— Start DATA FOR THE TASK —
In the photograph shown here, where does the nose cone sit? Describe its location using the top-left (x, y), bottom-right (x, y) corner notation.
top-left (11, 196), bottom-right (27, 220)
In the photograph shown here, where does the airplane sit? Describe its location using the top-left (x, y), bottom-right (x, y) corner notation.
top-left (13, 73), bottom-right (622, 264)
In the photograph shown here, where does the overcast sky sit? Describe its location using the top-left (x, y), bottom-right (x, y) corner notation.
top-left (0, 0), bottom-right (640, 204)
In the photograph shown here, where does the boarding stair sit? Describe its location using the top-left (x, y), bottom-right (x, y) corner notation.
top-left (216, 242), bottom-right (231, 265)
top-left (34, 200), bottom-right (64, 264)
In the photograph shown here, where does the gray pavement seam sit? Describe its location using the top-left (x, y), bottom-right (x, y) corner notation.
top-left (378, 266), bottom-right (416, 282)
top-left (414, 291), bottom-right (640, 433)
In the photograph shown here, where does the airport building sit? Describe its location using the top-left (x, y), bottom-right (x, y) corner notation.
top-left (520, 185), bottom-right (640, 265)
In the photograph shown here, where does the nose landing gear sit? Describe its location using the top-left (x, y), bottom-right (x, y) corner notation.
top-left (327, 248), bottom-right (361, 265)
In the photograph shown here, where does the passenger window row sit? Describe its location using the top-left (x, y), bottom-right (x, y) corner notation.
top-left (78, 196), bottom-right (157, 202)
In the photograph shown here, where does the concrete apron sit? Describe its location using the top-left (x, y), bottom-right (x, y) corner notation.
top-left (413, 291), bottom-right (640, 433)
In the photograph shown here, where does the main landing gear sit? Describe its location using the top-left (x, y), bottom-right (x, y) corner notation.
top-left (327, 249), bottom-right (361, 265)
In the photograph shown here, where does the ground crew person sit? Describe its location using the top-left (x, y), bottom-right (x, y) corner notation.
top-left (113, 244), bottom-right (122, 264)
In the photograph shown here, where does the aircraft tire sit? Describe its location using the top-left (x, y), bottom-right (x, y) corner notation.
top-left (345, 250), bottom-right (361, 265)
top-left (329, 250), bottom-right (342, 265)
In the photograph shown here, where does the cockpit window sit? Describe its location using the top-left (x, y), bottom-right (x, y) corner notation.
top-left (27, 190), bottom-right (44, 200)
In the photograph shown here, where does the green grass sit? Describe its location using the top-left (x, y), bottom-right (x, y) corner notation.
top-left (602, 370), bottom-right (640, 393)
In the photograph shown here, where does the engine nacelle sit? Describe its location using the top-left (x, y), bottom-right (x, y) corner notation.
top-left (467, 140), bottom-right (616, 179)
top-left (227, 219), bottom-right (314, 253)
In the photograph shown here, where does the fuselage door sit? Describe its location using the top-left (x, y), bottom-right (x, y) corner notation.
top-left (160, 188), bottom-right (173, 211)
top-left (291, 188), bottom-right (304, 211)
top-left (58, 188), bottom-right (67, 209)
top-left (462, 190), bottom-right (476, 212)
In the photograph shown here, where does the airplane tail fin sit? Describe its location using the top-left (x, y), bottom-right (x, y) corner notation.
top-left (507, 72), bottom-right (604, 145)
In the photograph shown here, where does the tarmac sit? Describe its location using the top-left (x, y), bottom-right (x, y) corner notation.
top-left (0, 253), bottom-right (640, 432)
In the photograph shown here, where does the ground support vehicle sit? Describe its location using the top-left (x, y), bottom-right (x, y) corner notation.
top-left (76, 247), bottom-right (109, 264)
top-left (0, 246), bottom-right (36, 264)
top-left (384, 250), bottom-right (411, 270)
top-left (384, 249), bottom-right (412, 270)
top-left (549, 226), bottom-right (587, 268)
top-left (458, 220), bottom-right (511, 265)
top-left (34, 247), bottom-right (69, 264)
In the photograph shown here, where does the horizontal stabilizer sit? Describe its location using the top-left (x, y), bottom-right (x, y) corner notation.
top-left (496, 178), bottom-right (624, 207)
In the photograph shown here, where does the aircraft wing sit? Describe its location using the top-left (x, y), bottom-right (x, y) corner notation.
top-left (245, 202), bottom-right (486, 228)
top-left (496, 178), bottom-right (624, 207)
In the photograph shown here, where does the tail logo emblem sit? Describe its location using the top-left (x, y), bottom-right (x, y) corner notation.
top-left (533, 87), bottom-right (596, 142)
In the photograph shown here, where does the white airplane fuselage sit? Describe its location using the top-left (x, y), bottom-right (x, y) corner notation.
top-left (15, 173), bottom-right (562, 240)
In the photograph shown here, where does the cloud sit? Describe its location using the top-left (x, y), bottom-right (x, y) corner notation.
— End DATA FOR THE TASK —
Output every line of the listing above, unchanged and in the same order.

RESPONSE BELOW:
In the photograph shown here, where does the nose cone sit? Describe its location using the top-left (x, y), bottom-right (x, y) corner notation.
top-left (11, 196), bottom-right (27, 220)
In the photograph shown here, where does the airplane sit? Describe its location using the top-left (x, y), bottom-right (x, y) corner notation.
top-left (13, 73), bottom-right (622, 264)
In the photograph shown here, where does the overcast sky sit? Describe its location using the top-left (x, y), bottom-right (x, y) corner notation.
top-left (0, 0), bottom-right (640, 204)
In the photograph shown here, where does the boarding stair sit? Describe its location using the top-left (x, y), bottom-right (x, y) corner notation.
top-left (216, 242), bottom-right (231, 265)
top-left (34, 200), bottom-right (64, 264)
In the photograph shown here, where does the gray pavement seam sit? Describe its location using the top-left (x, y), bottom-right (x, y) corner notation.
top-left (378, 266), bottom-right (416, 282)
top-left (414, 291), bottom-right (640, 433)
In the photograph shown here, where does the airport building sit? Describe its location using the top-left (x, y), bottom-right (x, y) corner notation.
top-left (520, 185), bottom-right (640, 265)
In the photograph shown here, where does the nose landing gear sit? Describe its location using the top-left (x, y), bottom-right (x, y) corner notation.
top-left (327, 248), bottom-right (361, 265)
In the photograph shown here, where does the passenger window row sit? Describe its location using the top-left (x, y), bottom-right (x, y) corner notation.
top-left (78, 196), bottom-right (157, 202)
In the photograph shown here, where does the concrete apron sit? Describe its location using the top-left (x, y), bottom-right (x, y) corner notation.
top-left (413, 291), bottom-right (640, 433)
In the photograph shown here, where does the main landing gear sit? Describe its location using the top-left (x, y), bottom-right (x, y) corner notation.
top-left (327, 249), bottom-right (361, 265)
In the photograph shown here, where does the ground crew person sit? Describe its location using the top-left (x, y), bottom-right (x, y) corner notation.
top-left (113, 244), bottom-right (122, 264)
In the photograph shown here, where does the aircraft tire sit? Describe its location using the top-left (x, y), bottom-right (x, y) corner notation.
top-left (345, 250), bottom-right (361, 265)
top-left (329, 250), bottom-right (342, 265)
In the photograph shown here, where does the cockpit window sit? Describe its location using the top-left (x, y), bottom-right (x, y) corner notation.
top-left (27, 190), bottom-right (44, 200)
In the photograph shown here, where does the green grass sit? Describe its location using the top-left (x, y), bottom-right (x, y) corner notation.
top-left (602, 370), bottom-right (640, 393)
In the photograph shown here, where does the engine nacelle sit? Describe its location using the top-left (x, y), bottom-right (x, y) corner notation.
top-left (467, 140), bottom-right (616, 179)
top-left (227, 219), bottom-right (314, 253)
In the photograph shown here, where does the fuselage door sit? Describe its location using the top-left (x, y), bottom-right (x, y) corner notation.
top-left (160, 188), bottom-right (173, 211)
top-left (291, 188), bottom-right (304, 211)
top-left (58, 188), bottom-right (67, 209)
top-left (462, 190), bottom-right (476, 212)
In the photograph shown here, where does the airplane tail fin sit? Describe its location using the top-left (x, y), bottom-right (x, y) corner notation.
top-left (507, 72), bottom-right (604, 145)
In the photograph shown here, where does the tarmac sit? Describe its location using the top-left (x, y), bottom-right (x, y) corner notation.
top-left (0, 253), bottom-right (640, 432)
In the photograph shown here, where does the ground support vehicle sit? Describe its location using the top-left (x, y), bottom-right (x, y) corner notation.
top-left (76, 247), bottom-right (109, 264)
top-left (0, 246), bottom-right (36, 264)
top-left (384, 250), bottom-right (411, 270)
top-left (384, 249), bottom-right (412, 270)
top-left (549, 226), bottom-right (587, 268)
top-left (458, 220), bottom-right (511, 265)
top-left (34, 247), bottom-right (69, 264)
In the photograph shown here, where does the horizontal stabilizer sit? Describe its location using the top-left (x, y), bottom-right (x, y) corner notation.
top-left (496, 178), bottom-right (624, 207)
In the photograph shown here, where does the aircraft wing sit? Describe its location using the top-left (x, y), bottom-right (x, y) corner notation.
top-left (245, 202), bottom-right (486, 228)
top-left (496, 178), bottom-right (624, 207)
In the photograph shown here, where does the tail logo emblem sit? Describe its location using the top-left (x, y), bottom-right (x, y) corner notation.
top-left (533, 87), bottom-right (596, 142)
In the photograph shown here, where does the white airplane fuselage sit? Describe its location using the top-left (x, y), bottom-right (x, y) corner notation.
top-left (15, 173), bottom-right (562, 240)
In the photograph shown here, where does the cloud sit? Describe its location using the top-left (x, y), bottom-right (x, y) corner notation.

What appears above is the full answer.